Stated problem 1:
Do these statements agree with the key management passage? Answer yes or no for each, quoting the words that decide it. (a) The key backup factor involves copying private signing keys to another identical device. (b) The trusted path factor calls for critical security parameters to be managed through a host. (c) The validation factor asks for a minimum of FIPS 140-1 level 2.

○ ○ ○

The factors to consider when developing best practices for use with hardware-based key management devices are the following:

·         Key Generation: are all private signing keys generated on a key management device?

·         Key Storage: are all private signing keys stored on a key management device 100% of the time?

·         Key Backup: are all private signing keys backed up from a FIPS 140-1 level 3 key management device to another identical device?

·         Certificate Signing: are all certificates signed on the key management device 100% of the time?

·         Trusted Path: are all critical security parameters managed through a separate path and never through a host?

·         FIPS 140-1 Validation: Is the key management device officially validated to a minimum of FIPS 140-1 level 3?

·         Does the device provide high availability?

○ ○ ○

Stated problem 2:
Reproduce the records word for word, from their first line down to the line containing "MULTIPOLYGON (((98 47, 108", including both of those lines.

○ ○ ○

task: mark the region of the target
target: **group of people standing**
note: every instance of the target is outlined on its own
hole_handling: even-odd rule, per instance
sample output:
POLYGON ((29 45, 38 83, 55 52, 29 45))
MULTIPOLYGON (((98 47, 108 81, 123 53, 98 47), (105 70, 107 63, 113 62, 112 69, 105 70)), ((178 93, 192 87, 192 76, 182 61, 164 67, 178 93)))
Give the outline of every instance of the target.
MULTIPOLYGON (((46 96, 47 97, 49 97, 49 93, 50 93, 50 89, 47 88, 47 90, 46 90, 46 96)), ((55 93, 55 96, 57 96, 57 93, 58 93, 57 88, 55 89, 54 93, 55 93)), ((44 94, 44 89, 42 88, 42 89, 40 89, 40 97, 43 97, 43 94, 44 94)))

○ ○ ○

Worked solution 1:
(a) Yes: "backed up from a FIPS 140-1 level 3 key management device to another identical device"
(b) No: "managed through a separate path and never through a host"
(c) No: "validated to a minimum of FIPS 140-1 level 3"

Worked solution 2:
task: mark the region of the target
target: **group of people standing**
note: every instance of the target is outlined on its own
hole_handling: even-odd rule, per instance
sample output:
POLYGON ((29 45, 38 83, 55 52, 29 45))
MULTIPOLYGON (((98 47, 108 81, 123 53, 98 47), (105 70, 107 63, 113 62, 112 69, 105 70)), ((178 93, 192 87, 192 76, 182 61, 164 67, 178 93)))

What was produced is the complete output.